** start of Supplied data **
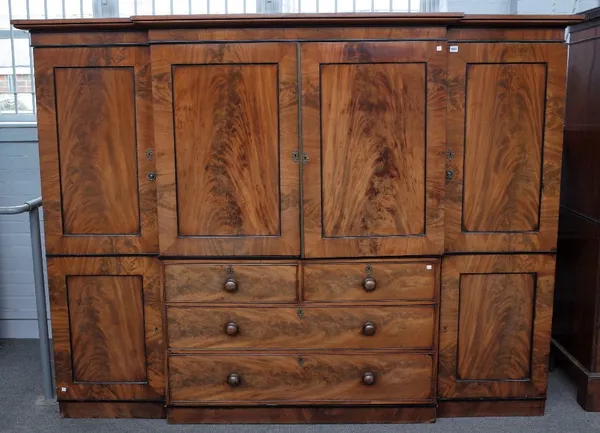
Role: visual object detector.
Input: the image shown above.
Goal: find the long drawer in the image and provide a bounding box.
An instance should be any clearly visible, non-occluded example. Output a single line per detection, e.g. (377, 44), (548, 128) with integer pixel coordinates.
(165, 262), (298, 303)
(167, 305), (435, 349)
(169, 353), (434, 404)
(303, 259), (439, 302)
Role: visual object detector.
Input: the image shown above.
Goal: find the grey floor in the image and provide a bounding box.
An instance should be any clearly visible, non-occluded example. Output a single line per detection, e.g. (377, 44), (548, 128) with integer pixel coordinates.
(0, 340), (600, 433)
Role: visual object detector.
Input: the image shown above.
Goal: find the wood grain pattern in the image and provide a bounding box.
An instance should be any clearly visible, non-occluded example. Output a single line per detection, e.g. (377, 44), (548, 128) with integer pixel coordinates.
(173, 64), (280, 237)
(437, 399), (546, 418)
(67, 275), (147, 382)
(447, 27), (565, 42)
(320, 63), (426, 238)
(462, 63), (546, 232)
(54, 68), (140, 235)
(456, 273), (535, 380)
(12, 12), (584, 32)
(148, 26), (446, 42)
(169, 354), (434, 404)
(438, 254), (555, 399)
(559, 34), (600, 219)
(151, 43), (300, 256)
(445, 43), (566, 252)
(302, 259), (439, 302)
(31, 31), (148, 48)
(552, 336), (600, 412)
(164, 262), (298, 304)
(35, 47), (158, 254)
(58, 401), (166, 419)
(167, 406), (436, 424)
(47, 257), (165, 401)
(552, 208), (600, 373)
(302, 42), (446, 257)
(167, 306), (434, 350)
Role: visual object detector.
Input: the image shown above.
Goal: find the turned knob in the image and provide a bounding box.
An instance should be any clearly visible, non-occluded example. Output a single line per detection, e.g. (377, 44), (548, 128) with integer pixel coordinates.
(363, 371), (375, 385)
(223, 278), (237, 292)
(363, 277), (377, 292)
(225, 322), (240, 335)
(227, 373), (242, 386)
(363, 322), (375, 336)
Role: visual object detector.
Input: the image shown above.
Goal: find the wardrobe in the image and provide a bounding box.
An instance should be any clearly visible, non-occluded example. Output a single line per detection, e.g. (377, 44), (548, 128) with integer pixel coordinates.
(14, 13), (582, 423)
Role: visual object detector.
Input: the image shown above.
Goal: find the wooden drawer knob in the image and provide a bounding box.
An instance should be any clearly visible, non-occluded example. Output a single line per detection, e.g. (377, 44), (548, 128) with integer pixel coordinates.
(363, 322), (376, 337)
(227, 373), (242, 386)
(363, 277), (377, 292)
(363, 371), (375, 385)
(225, 322), (240, 335)
(223, 278), (237, 293)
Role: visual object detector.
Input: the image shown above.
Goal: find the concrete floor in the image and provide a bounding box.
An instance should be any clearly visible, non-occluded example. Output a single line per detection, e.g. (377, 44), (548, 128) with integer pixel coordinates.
(0, 340), (600, 433)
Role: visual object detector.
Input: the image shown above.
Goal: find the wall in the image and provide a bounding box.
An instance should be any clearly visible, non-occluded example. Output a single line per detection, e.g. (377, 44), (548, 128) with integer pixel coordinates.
(0, 124), (48, 338)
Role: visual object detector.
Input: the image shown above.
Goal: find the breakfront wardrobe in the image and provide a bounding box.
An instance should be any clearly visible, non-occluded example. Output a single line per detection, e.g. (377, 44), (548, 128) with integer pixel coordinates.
(15, 13), (579, 422)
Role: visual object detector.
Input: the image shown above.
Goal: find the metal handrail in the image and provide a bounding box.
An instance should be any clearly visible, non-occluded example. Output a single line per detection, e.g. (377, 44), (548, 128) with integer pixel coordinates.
(0, 197), (54, 400)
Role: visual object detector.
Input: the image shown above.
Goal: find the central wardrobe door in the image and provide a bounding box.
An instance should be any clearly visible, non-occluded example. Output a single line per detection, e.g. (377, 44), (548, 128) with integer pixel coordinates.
(151, 43), (300, 256)
(301, 42), (446, 257)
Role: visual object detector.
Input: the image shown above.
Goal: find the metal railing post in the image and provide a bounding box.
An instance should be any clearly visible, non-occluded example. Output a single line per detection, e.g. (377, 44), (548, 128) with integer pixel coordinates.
(29, 207), (54, 400)
(0, 197), (54, 400)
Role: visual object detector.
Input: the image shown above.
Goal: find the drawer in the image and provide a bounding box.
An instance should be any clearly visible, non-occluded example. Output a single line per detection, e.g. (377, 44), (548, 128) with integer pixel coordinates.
(303, 260), (439, 302)
(165, 263), (298, 303)
(169, 353), (433, 404)
(167, 306), (435, 349)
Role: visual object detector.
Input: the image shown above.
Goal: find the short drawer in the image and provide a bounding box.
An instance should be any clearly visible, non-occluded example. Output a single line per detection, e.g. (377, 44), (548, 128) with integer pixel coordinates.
(303, 260), (439, 302)
(169, 353), (434, 404)
(165, 263), (298, 303)
(167, 306), (435, 349)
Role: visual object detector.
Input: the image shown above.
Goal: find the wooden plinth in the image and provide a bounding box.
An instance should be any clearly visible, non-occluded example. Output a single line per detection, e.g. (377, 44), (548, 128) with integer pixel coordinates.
(552, 339), (600, 412)
(58, 401), (166, 419)
(167, 407), (436, 424)
(437, 400), (546, 418)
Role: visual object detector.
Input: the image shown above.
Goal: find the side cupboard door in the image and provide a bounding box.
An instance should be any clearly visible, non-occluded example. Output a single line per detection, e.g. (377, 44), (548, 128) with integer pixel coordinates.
(35, 47), (158, 255)
(446, 43), (566, 252)
(301, 41), (447, 257)
(151, 43), (300, 256)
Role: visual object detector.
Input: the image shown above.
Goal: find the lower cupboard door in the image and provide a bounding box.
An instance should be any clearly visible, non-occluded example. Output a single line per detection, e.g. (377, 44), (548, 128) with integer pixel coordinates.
(48, 257), (165, 401)
(438, 254), (554, 399)
(169, 353), (434, 405)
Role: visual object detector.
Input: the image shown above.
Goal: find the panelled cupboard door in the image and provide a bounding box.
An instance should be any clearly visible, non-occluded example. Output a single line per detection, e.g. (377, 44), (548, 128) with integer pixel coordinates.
(438, 254), (555, 399)
(446, 43), (566, 252)
(35, 47), (158, 255)
(151, 43), (300, 256)
(301, 42), (447, 257)
(48, 257), (165, 400)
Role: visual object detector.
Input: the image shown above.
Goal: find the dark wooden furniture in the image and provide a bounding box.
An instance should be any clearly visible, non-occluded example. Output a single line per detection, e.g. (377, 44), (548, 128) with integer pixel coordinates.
(15, 13), (580, 423)
(552, 9), (600, 411)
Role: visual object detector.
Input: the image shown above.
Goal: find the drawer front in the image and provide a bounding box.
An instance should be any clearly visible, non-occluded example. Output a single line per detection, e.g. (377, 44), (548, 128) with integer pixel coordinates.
(165, 263), (298, 303)
(169, 353), (433, 404)
(304, 260), (439, 302)
(167, 306), (434, 349)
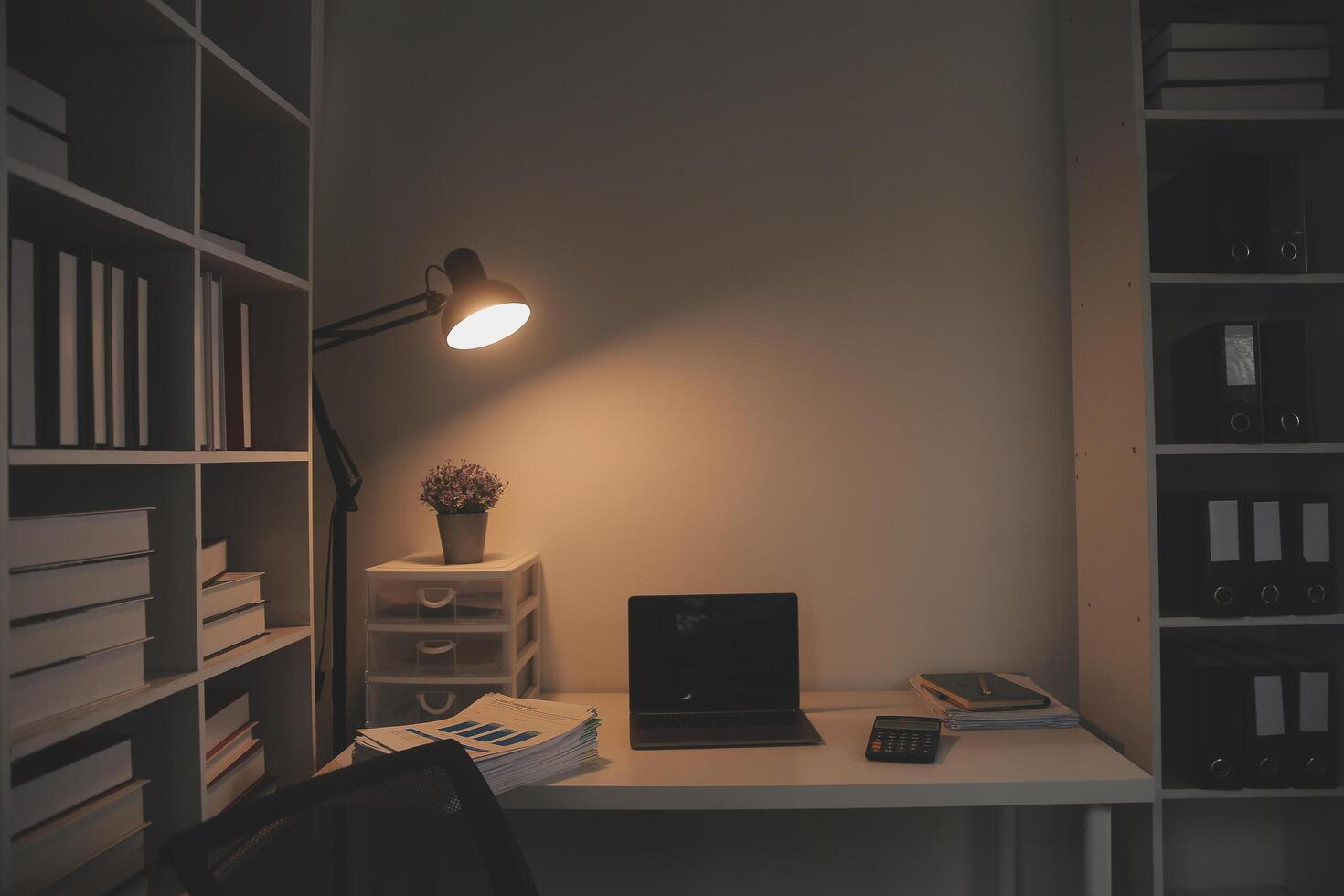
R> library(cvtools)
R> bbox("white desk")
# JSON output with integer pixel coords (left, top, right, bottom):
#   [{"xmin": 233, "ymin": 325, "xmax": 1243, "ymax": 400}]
[{"xmin": 328, "ymin": 690, "xmax": 1153, "ymax": 896}]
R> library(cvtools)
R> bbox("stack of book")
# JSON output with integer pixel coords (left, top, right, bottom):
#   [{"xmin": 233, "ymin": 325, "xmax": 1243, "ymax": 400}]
[
  {"xmin": 199, "ymin": 539, "xmax": 266, "ymax": 658},
  {"xmin": 8, "ymin": 507, "xmax": 154, "ymax": 727},
  {"xmin": 8, "ymin": 69, "xmax": 69, "ymax": 178},
  {"xmin": 11, "ymin": 735, "xmax": 149, "ymax": 893},
  {"xmin": 1144, "ymin": 22, "xmax": 1330, "ymax": 109},
  {"xmin": 195, "ymin": 274, "xmax": 252, "ymax": 452},
  {"xmin": 204, "ymin": 690, "xmax": 275, "ymax": 818},
  {"xmin": 9, "ymin": 240, "xmax": 157, "ymax": 447}
]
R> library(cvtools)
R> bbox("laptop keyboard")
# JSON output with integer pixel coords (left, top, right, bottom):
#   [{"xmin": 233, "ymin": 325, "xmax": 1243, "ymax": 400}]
[{"xmin": 640, "ymin": 709, "xmax": 798, "ymax": 728}]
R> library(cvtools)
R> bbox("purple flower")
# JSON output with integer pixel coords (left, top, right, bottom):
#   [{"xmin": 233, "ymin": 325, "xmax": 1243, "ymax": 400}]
[{"xmin": 421, "ymin": 461, "xmax": 508, "ymax": 513}]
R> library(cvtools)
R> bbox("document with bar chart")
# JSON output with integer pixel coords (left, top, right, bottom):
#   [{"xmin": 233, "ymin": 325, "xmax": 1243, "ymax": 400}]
[{"xmin": 355, "ymin": 693, "xmax": 601, "ymax": 794}]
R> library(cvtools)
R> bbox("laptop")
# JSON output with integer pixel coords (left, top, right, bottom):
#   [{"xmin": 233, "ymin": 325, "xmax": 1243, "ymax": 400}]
[{"xmin": 630, "ymin": 593, "xmax": 824, "ymax": 750}]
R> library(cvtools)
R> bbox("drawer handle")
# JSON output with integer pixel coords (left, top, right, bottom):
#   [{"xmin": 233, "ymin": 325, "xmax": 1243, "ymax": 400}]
[
  {"xmin": 415, "ymin": 690, "xmax": 457, "ymax": 716},
  {"xmin": 415, "ymin": 641, "xmax": 457, "ymax": 656},
  {"xmin": 417, "ymin": 589, "xmax": 457, "ymax": 610}
]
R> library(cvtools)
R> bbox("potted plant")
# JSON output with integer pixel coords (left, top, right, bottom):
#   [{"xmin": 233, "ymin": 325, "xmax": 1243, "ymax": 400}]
[{"xmin": 421, "ymin": 461, "xmax": 508, "ymax": 564}]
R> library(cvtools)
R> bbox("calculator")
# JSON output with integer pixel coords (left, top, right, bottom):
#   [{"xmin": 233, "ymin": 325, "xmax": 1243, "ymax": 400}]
[{"xmin": 863, "ymin": 716, "xmax": 942, "ymax": 763}]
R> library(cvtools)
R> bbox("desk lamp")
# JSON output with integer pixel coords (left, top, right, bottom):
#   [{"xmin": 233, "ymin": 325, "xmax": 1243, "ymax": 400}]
[{"xmin": 314, "ymin": 249, "xmax": 532, "ymax": 752}]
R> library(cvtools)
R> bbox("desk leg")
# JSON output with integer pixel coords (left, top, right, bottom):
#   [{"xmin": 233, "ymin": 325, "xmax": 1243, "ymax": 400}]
[
  {"xmin": 1083, "ymin": 804, "xmax": 1110, "ymax": 896},
  {"xmin": 995, "ymin": 806, "xmax": 1018, "ymax": 896}
]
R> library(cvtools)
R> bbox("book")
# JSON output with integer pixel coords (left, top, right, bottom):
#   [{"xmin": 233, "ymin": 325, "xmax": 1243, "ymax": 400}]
[
  {"xmin": 6, "ymin": 66, "xmax": 66, "ymax": 134},
  {"xmin": 200, "ymin": 572, "xmax": 262, "ymax": 619},
  {"xmin": 202, "ymin": 688, "xmax": 251, "ymax": 755},
  {"xmin": 206, "ymin": 741, "xmax": 266, "ymax": 818},
  {"xmin": 9, "ymin": 552, "xmax": 151, "ymax": 624},
  {"xmin": 108, "ymin": 266, "xmax": 129, "ymax": 447},
  {"xmin": 9, "ymin": 240, "xmax": 37, "ymax": 447},
  {"xmin": 1149, "ymin": 80, "xmax": 1325, "ymax": 109},
  {"xmin": 1144, "ymin": 49, "xmax": 1330, "ymax": 94},
  {"xmin": 206, "ymin": 721, "xmax": 257, "ymax": 784},
  {"xmin": 1144, "ymin": 22, "xmax": 1330, "ymax": 69},
  {"xmin": 197, "ymin": 538, "xmax": 229, "ymax": 584},
  {"xmin": 915, "ymin": 672, "xmax": 1050, "ymax": 712},
  {"xmin": 6, "ymin": 106, "xmax": 69, "ymax": 180},
  {"xmin": 200, "ymin": 601, "xmax": 266, "ymax": 658},
  {"xmin": 9, "ymin": 735, "xmax": 133, "ymax": 836},
  {"xmin": 11, "ymin": 778, "xmax": 149, "ymax": 893},
  {"xmin": 9, "ymin": 596, "xmax": 149, "ymax": 673},
  {"xmin": 9, "ymin": 638, "xmax": 149, "ymax": 728},
  {"xmin": 8, "ymin": 507, "xmax": 155, "ymax": 572}
]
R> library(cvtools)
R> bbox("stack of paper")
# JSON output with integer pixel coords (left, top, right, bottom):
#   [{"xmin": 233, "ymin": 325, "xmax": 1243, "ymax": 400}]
[
  {"xmin": 355, "ymin": 693, "xmax": 603, "ymax": 794},
  {"xmin": 910, "ymin": 672, "xmax": 1078, "ymax": 731}
]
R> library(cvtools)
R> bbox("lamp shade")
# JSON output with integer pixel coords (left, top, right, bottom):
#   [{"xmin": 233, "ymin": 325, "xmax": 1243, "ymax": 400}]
[{"xmin": 441, "ymin": 249, "xmax": 532, "ymax": 349}]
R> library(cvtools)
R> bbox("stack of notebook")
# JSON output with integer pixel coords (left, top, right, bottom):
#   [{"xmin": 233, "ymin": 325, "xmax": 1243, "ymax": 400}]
[
  {"xmin": 11, "ymin": 735, "xmax": 149, "ymax": 893},
  {"xmin": 203, "ymin": 689, "xmax": 275, "ymax": 818},
  {"xmin": 8, "ymin": 507, "xmax": 152, "ymax": 728},
  {"xmin": 197, "ymin": 539, "xmax": 266, "ymax": 658},
  {"xmin": 1144, "ymin": 22, "xmax": 1330, "ymax": 109},
  {"xmin": 910, "ymin": 672, "xmax": 1078, "ymax": 731}
]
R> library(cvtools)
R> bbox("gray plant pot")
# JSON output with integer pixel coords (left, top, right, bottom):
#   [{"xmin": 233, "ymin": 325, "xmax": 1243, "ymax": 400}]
[{"xmin": 438, "ymin": 513, "xmax": 489, "ymax": 564}]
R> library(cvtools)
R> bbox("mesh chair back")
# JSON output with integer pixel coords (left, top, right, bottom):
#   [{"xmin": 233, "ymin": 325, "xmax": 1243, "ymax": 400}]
[{"xmin": 164, "ymin": 741, "xmax": 537, "ymax": 896}]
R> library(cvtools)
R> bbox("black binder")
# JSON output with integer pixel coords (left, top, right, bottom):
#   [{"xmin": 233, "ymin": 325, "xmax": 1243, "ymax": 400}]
[
  {"xmin": 1236, "ymin": 638, "xmax": 1339, "ymax": 787},
  {"xmin": 1209, "ymin": 152, "xmax": 1269, "ymax": 274},
  {"xmin": 1157, "ymin": 492, "xmax": 1252, "ymax": 616},
  {"xmin": 1161, "ymin": 638, "xmax": 1246, "ymax": 790},
  {"xmin": 1242, "ymin": 495, "xmax": 1293, "ymax": 616},
  {"xmin": 1285, "ymin": 495, "xmax": 1336, "ymax": 615},
  {"xmin": 1259, "ymin": 321, "xmax": 1315, "ymax": 442},
  {"xmin": 1264, "ymin": 152, "xmax": 1307, "ymax": 274},
  {"xmin": 1190, "ymin": 641, "xmax": 1293, "ymax": 787},
  {"xmin": 1172, "ymin": 323, "xmax": 1264, "ymax": 443}
]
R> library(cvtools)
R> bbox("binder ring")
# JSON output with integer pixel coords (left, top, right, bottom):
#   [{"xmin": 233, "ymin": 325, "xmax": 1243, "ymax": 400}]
[{"xmin": 415, "ymin": 690, "xmax": 457, "ymax": 716}]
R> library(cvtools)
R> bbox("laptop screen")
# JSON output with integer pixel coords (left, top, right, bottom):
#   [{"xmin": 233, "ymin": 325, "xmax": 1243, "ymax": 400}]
[{"xmin": 630, "ymin": 593, "xmax": 798, "ymax": 712}]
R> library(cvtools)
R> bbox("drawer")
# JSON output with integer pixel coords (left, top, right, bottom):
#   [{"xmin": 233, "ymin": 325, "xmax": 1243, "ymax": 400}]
[
  {"xmin": 367, "ymin": 629, "xmax": 508, "ymax": 676},
  {"xmin": 368, "ymin": 579, "xmax": 504, "ymax": 624},
  {"xmin": 364, "ymin": 673, "xmax": 498, "ymax": 727}
]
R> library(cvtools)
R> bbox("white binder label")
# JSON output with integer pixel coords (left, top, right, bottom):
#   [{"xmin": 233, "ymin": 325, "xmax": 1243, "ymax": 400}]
[
  {"xmin": 1297, "ymin": 672, "xmax": 1330, "ymax": 731},
  {"xmin": 1209, "ymin": 501, "xmax": 1242, "ymax": 563},
  {"xmin": 1223, "ymin": 324, "xmax": 1255, "ymax": 386},
  {"xmin": 1252, "ymin": 501, "xmax": 1284, "ymax": 563},
  {"xmin": 1302, "ymin": 501, "xmax": 1330, "ymax": 563},
  {"xmin": 1255, "ymin": 676, "xmax": 1286, "ymax": 738}
]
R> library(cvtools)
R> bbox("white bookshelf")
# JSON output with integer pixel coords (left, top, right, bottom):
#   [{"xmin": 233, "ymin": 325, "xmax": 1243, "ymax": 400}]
[
  {"xmin": 1061, "ymin": 0, "xmax": 1344, "ymax": 896},
  {"xmin": 0, "ymin": 0, "xmax": 323, "ymax": 892}
]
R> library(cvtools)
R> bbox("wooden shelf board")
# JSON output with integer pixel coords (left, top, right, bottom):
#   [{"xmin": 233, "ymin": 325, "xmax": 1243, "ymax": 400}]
[
  {"xmin": 1157, "ymin": 613, "xmax": 1344, "ymax": 629},
  {"xmin": 1144, "ymin": 109, "xmax": 1344, "ymax": 123},
  {"xmin": 197, "ymin": 237, "xmax": 311, "ymax": 293},
  {"xmin": 9, "ymin": 449, "xmax": 308, "ymax": 466},
  {"xmin": 1147, "ymin": 274, "xmax": 1344, "ymax": 286},
  {"xmin": 1157, "ymin": 787, "xmax": 1344, "ymax": 799},
  {"xmin": 197, "ymin": 32, "xmax": 311, "ymax": 133},
  {"xmin": 199, "ymin": 626, "xmax": 308, "ymax": 679},
  {"xmin": 8, "ymin": 158, "xmax": 197, "ymax": 249},
  {"xmin": 1153, "ymin": 442, "xmax": 1344, "ymax": 457},
  {"xmin": 9, "ymin": 672, "xmax": 199, "ymax": 759}
]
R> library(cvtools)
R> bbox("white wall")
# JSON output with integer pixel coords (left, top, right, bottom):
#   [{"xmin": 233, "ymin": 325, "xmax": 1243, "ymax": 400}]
[{"xmin": 315, "ymin": 0, "xmax": 1076, "ymax": 891}]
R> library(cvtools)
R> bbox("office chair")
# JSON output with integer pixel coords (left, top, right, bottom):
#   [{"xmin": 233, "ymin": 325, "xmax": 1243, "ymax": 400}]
[{"xmin": 161, "ymin": 741, "xmax": 537, "ymax": 896}]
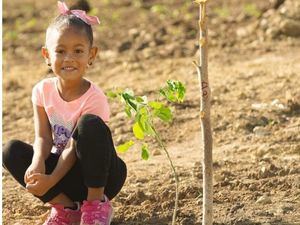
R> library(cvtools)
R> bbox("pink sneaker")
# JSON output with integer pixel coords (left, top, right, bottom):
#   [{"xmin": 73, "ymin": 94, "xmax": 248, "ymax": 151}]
[
  {"xmin": 80, "ymin": 196, "xmax": 113, "ymax": 225},
  {"xmin": 43, "ymin": 204, "xmax": 81, "ymax": 225}
]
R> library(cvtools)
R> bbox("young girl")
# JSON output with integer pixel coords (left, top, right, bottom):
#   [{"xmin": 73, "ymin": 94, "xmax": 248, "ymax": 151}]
[{"xmin": 3, "ymin": 2, "xmax": 127, "ymax": 225}]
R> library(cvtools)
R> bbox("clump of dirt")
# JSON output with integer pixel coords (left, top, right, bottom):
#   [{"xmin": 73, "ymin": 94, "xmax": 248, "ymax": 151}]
[{"xmin": 260, "ymin": 0, "xmax": 300, "ymax": 38}]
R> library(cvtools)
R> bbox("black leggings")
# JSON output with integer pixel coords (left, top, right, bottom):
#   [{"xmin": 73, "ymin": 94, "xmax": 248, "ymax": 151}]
[{"xmin": 3, "ymin": 114, "xmax": 127, "ymax": 202}]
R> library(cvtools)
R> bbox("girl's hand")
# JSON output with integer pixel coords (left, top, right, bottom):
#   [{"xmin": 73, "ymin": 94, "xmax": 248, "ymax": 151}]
[
  {"xmin": 26, "ymin": 173, "xmax": 54, "ymax": 196},
  {"xmin": 24, "ymin": 160, "xmax": 46, "ymax": 184}
]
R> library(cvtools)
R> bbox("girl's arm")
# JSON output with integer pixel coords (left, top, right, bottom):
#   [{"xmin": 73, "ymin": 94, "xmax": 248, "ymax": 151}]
[
  {"xmin": 50, "ymin": 138, "xmax": 76, "ymax": 185},
  {"xmin": 26, "ymin": 138, "xmax": 76, "ymax": 196},
  {"xmin": 24, "ymin": 104, "xmax": 53, "ymax": 183},
  {"xmin": 32, "ymin": 105, "xmax": 53, "ymax": 162}
]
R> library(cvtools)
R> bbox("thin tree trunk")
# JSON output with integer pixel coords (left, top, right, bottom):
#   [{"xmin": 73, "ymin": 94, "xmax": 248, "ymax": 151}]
[{"xmin": 196, "ymin": 0, "xmax": 213, "ymax": 225}]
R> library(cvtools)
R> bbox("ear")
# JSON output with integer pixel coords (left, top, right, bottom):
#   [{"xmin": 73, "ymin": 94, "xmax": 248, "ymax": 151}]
[
  {"xmin": 89, "ymin": 47, "xmax": 98, "ymax": 64},
  {"xmin": 41, "ymin": 46, "xmax": 50, "ymax": 64}
]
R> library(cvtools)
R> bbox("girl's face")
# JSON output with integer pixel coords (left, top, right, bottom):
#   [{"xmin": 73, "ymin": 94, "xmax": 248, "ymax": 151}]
[{"xmin": 42, "ymin": 27, "xmax": 97, "ymax": 80}]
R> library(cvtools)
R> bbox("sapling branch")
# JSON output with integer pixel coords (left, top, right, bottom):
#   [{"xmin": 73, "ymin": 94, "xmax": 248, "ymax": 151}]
[{"xmin": 107, "ymin": 80, "xmax": 185, "ymax": 225}]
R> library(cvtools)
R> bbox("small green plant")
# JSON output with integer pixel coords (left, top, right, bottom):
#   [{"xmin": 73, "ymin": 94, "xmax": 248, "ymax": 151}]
[{"xmin": 107, "ymin": 80, "xmax": 185, "ymax": 225}]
** end of Supplied data **
| What is asked |
Pull out every line in the rows above that contains the word "floor", and list them one per line.

| The solution |
Goal: find the grey floor in the image and provide a bounding box.
Goal: find the concrete floor in the image and provide a bounding box.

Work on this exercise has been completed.